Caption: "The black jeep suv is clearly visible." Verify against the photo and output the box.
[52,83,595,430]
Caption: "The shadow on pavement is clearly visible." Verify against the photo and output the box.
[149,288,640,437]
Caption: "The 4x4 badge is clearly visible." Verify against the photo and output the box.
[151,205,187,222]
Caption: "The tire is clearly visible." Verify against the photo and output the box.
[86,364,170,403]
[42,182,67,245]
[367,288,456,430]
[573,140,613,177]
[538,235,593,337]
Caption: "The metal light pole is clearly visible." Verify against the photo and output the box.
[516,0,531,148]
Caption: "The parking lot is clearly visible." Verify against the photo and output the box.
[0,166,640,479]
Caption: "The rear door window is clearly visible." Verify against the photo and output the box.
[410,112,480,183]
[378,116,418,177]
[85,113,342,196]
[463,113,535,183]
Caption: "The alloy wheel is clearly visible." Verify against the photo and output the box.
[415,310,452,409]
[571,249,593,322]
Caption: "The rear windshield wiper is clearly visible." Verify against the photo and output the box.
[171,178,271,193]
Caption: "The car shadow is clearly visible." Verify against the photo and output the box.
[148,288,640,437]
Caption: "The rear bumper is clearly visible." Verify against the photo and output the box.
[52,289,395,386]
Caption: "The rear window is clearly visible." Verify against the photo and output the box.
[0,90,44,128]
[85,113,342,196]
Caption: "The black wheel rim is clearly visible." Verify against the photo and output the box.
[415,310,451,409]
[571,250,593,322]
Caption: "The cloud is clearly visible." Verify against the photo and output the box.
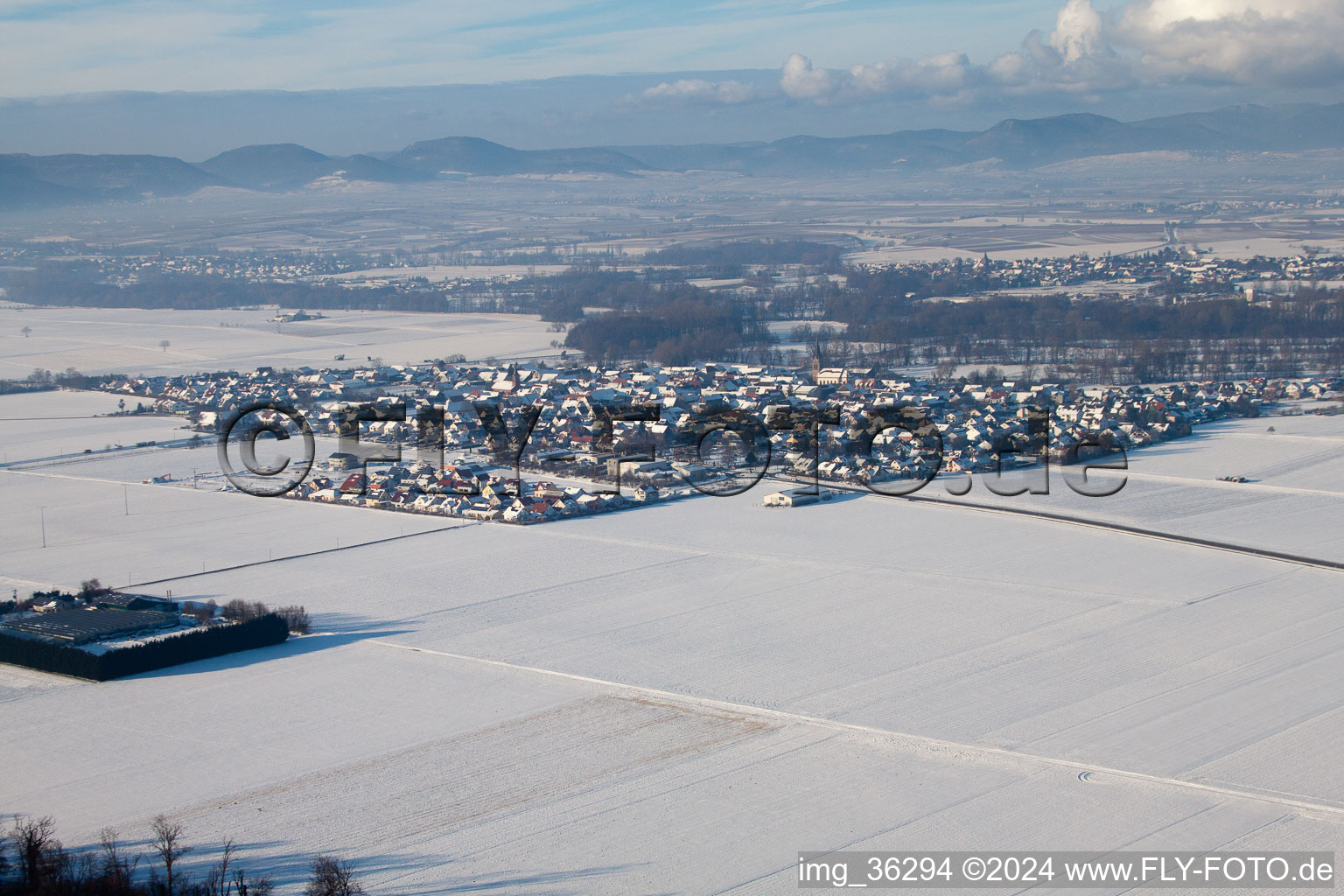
[780,0,1344,103]
[640,78,762,106]
[780,52,842,101]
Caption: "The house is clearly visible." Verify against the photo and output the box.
[765,486,835,507]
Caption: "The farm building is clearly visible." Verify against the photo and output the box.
[0,608,178,643]
[765,486,835,507]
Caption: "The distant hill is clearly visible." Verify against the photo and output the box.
[0,155,220,206]
[8,103,1344,208]
[617,103,1344,176]
[198,144,429,189]
[387,137,649,175]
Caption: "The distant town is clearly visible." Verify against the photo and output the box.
[89,361,1344,524]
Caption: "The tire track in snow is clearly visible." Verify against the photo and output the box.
[374,638,1344,819]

****************

Copy every row above word for word, leaving out the pictures.

Answer to the task
Caption: "The black jeep suv is clearly visible." Verify against the photo and output the box.
[52,83,595,430]
Caption: "The shadow on pavement is clearly visible." Verify against the photo and output the box.
[149,288,640,437]
Caption: "The 4x4 badge is clearly visible." Verify against the photo and output the box.
[151,205,187,222]
Caption: "The tire is clearly visible." Verify against the photo and output the box.
[86,364,170,403]
[42,182,67,245]
[367,288,456,430]
[573,140,613,177]
[538,235,593,337]
Caption: "The metal light pole is clearly visible." Verify against the photo and output the box.
[516,0,531,148]
Caption: "The parking lot is clearly visible." Verify against the photo and output the box.
[0,166,640,479]
Caption: "The rear door window is clearly visible." Verify against the photo and output the box.
[410,112,480,183]
[378,116,418,177]
[85,113,342,196]
[463,113,535,183]
Caption: "The alloy wheel is clearly visible." Verify against the photo and output the box.
[415,310,452,409]
[571,249,593,322]
Caption: "The rear windshield wiper is clearly visible." Verify against the photo and output the box.
[171,178,271,193]
Caption: "The car shadow is clearly visible." Verify against the photo and output the box.
[148,288,640,437]
Caption: "The rear bumper is clearly visible." Verify against the photo and output the box.
[52,289,395,386]
Caption: "The rear window is clearly visible." Verify against the photo and output the box.
[0,90,44,128]
[85,113,342,196]
Caption: "The black wheel rim is clearly visible." Verify against the photo and output the box.
[415,310,451,409]
[571,250,593,322]
Caption: "The cloud is clearly visible." Verify against the photo and output the box.
[780,0,1344,103]
[640,78,762,106]
[780,52,842,101]
Caption: "The house is clearly visible." Verify against the photo and output the box.
[765,486,835,507]
Caption: "The farm building is clearly visible." Verify against the photo and output the box.
[0,608,178,643]
[765,486,835,507]
Caption: "The distant hill is clearly visible." Verify against the photo and output the box.
[0,155,220,206]
[8,103,1344,208]
[617,103,1344,176]
[198,144,429,189]
[387,137,649,175]
Caption: "The distant town is clearly visible." Verify against the photo and output the box.
[89,361,1344,524]
Caption: "The tire track in snow is clearly visible." Verify against the photo and output the box.
[374,638,1344,819]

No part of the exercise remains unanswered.